Given passage —
====

Positive PEOPLE in Pinecrest- Gardner Blackburn

Positive PEOPLE in Pinecrest- Gardner Blackburn
Positive PEOPLE in Pinecrest- Gardner Blackburn
Gardner Blackburn

The summer following the ninth grade, Gardner Blackburn organized a used baseball equipment collection drive. He did it with the blessing of the Perrine Baseball and Softball Association. Now a senior at Palmetto High School, Blackburn has continued to collect the equipment to help kids who can’t afford their own baseball bats, gloves and cleats.

“I gather the equipment from a variety of sources,” he says. “From the park, and I have a connection with the Palmetto baseball team. I used to play in ninth grade. I was able to talk to the parents.”

As part of the project, he also sorted the equipment owned by the association to get rid of the things that could no longer be repaired.

====

Provided information —

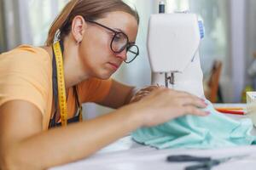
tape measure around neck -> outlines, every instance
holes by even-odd
[[[63,56],[62,56],[60,42],[56,42],[53,44],[53,50],[56,60],[58,99],[59,99],[58,103],[60,108],[61,126],[64,127],[67,126],[67,105],[65,79],[64,79]]]

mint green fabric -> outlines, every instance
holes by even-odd
[[[212,104],[204,110],[211,114],[204,117],[184,116],[156,127],[137,129],[131,136],[138,143],[158,149],[210,149],[256,144],[256,136],[251,135],[250,119],[234,120],[215,110]]]

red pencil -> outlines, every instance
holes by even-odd
[[[227,114],[235,114],[235,115],[244,115],[245,112],[243,110],[227,110],[227,109],[220,109],[216,108],[216,110],[221,113],[227,113]]]

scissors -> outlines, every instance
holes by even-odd
[[[219,159],[212,159],[210,156],[200,157],[189,155],[177,155],[167,156],[167,162],[199,162],[195,165],[188,166],[184,170],[211,170],[212,167],[218,166],[221,163],[226,162],[233,158],[239,159],[247,156],[247,155],[235,156],[224,157]]]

====

Task instructions —
A - In the profile of Gardner Blackburn, which organization gave its blessing to his equipment collection drive?
B - In the profile of Gardner Blackburn, rewrite the part starting at "The summer following" and ending at "gloves and cleats.", swapping "collection drive" for "donation drive".
C - Summarize the profile of Gardner Blackburn in two sentences.

Answer set —
A - The Perrine Baseball and Softball Association gave its blessing to the drive.

B -
The summer following the ninth grade, Gardner Blackburn organized a used baseball equipment donation drive. He did it with the blessing of the Perrine Baseball and Softball Association. Now a senior at Palmetto High School, Blackburn has continued to collect the equipment to help kids who can’t afford their own baseball bats, gloves and cleats.

C - After ninth grade, Gardner Blackburn organized a used baseball equipment collection drive with the blessing of the Perrine Baseball and Softball Association. Now a senior at Palmetto High School, he still gathers bats, gloves and cleats from the park and the Palmetto baseball team for kids who can't afford them, and he also sorted out the association's equipment that could no longer be repaired.